Passage to read -
^^^^

According to the National Weather Service, 1.31 inches of rain fell at Seattle-Tacoma International Airport in a 24-hour period that ended Wednesday morning. By 6 a.m. Wednesday, 0.85 of an inch of rain had fallen since midnight, shattering the date’s record of 0.33 of an inch set in 1982.

The monthly average rainfall for all of August is under an inch.

“This is fairly uncommon for summer months,” said Josh Smith, a meteorologist with the National Weather Service.

Seattle City Light reported it had about 4,300 customers without power early Wednesday in the White Center area. The power was restored later Wednesday morning.

The record-breaking downpour was especially unwelcome in Bellevue’s Factoria neighborhood, where early-morning flooding at an oil-change shop created a hazardous mess that spread onto Factoria Boulevard Southeast and possibly into nearby Coal Creek.

^^^^

Data records -
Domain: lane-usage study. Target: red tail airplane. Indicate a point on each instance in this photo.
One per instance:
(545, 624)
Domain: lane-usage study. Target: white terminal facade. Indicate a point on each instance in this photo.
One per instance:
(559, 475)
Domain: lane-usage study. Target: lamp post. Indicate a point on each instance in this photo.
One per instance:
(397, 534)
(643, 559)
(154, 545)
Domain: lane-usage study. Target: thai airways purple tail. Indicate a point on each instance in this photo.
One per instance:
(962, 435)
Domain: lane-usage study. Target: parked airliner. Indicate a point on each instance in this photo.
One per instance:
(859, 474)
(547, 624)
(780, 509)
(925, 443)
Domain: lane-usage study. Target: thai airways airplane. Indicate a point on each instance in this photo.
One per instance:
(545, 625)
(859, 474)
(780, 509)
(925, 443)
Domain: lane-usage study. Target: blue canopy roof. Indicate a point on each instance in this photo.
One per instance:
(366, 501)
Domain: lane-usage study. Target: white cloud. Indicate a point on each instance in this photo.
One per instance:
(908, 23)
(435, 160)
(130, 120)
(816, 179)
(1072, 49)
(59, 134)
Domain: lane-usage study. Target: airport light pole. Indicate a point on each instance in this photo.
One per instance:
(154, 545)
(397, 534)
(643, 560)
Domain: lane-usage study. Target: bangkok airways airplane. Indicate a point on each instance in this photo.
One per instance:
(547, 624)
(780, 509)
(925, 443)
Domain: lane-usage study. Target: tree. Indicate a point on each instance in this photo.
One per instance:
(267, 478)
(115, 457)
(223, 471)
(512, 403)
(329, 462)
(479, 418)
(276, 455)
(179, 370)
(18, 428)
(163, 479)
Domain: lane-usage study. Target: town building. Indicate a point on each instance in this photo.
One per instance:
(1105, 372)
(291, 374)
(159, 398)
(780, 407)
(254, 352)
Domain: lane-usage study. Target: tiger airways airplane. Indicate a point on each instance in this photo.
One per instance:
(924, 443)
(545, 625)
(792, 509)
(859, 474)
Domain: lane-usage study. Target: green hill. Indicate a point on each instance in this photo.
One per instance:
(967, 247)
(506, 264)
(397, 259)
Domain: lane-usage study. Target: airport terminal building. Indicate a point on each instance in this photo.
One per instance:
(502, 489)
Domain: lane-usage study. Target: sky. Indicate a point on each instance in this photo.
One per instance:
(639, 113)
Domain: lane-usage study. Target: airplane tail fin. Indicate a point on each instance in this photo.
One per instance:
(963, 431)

^^^^

Given request A - Write out the part of the Seattle rainfall report between "According to the" and "set in 1982.", inclusive.
Given request B - In the Seattle rainfall report, how many customers did Seattle City Light say were without power early Wednesday, and in what area?
Given request C - Take up the Seattle rainfall report after its final sentence and carry it forward.

Written response A -
According to the National Weather Service, 1.31 inches of rain fell at Seattle-Tacoma International Airport in a 24-hour period that ended Wednesday morning. By 6 a.m. Wednesday, 0.85 of an inch of rain had fallen since midnight, shattering the date’s record of 0.33 of an inch set in 1982.

Written response B - About 4,300 customers, in the White Center area.

Written response C -
At some point around 3 or 4 a.m., almost 2 inches of rain had fallen, flooding Formula-1 Fast Lube, a few cars and part of Factoria Boulevard Southeast with 3 to 4 feet of water. The water lifted oil out of the lube shop and spread all over the street, parking lot and sidewalk nearby.

Drainage was apparently slowed by a filter that Bellevue city workers had previously placed over a storm drain to prevent hazardous materials used in a repaving of Factoria Boulevard Southeast from entering Coal Creek, said city spokeswoman Tresa Berg.

Crews got to the scene by about 4:30 a.m. to lift the filter out of the storm drain, and that quickly drained the backup. Berg said she had no idea how much oil had been dispersed in the area. The filter has since been reinserted into the drain because Berg said that in the absence of an unpredictable downpour, the filter does its job without creating problems.

“Nobody I asked knew it would rain like this last night,” Berg said. “I was more worried about fire hazards because of the lightning and how dry it’s been.”

Floodwaters didn’t enter other businesses nearby but did slow the number of customers they usually see in the morning.

The flood was gone in time for the morning commute, but cleanup work that lasted until about noon and reports about the flooding kept many customers from coming into businesses such as Taco Bell and Spotless Cleaning.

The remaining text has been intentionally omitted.